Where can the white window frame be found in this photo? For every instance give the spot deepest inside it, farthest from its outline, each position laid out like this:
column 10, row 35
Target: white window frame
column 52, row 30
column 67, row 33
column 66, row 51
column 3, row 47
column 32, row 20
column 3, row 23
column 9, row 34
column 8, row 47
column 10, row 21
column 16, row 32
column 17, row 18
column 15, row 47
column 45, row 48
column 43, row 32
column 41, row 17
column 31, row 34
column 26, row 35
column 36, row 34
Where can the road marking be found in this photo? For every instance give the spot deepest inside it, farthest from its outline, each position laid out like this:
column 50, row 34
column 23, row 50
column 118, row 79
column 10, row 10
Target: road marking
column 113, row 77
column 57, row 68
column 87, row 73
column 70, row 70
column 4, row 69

****************

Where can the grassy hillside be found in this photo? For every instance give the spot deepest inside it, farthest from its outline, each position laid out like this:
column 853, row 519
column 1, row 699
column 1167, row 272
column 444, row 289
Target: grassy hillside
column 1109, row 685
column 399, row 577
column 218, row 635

****************

## Instructions for the task
In the listing above, count the lines that contain "spot". Give the number and nothing else.

## Solution to this task
3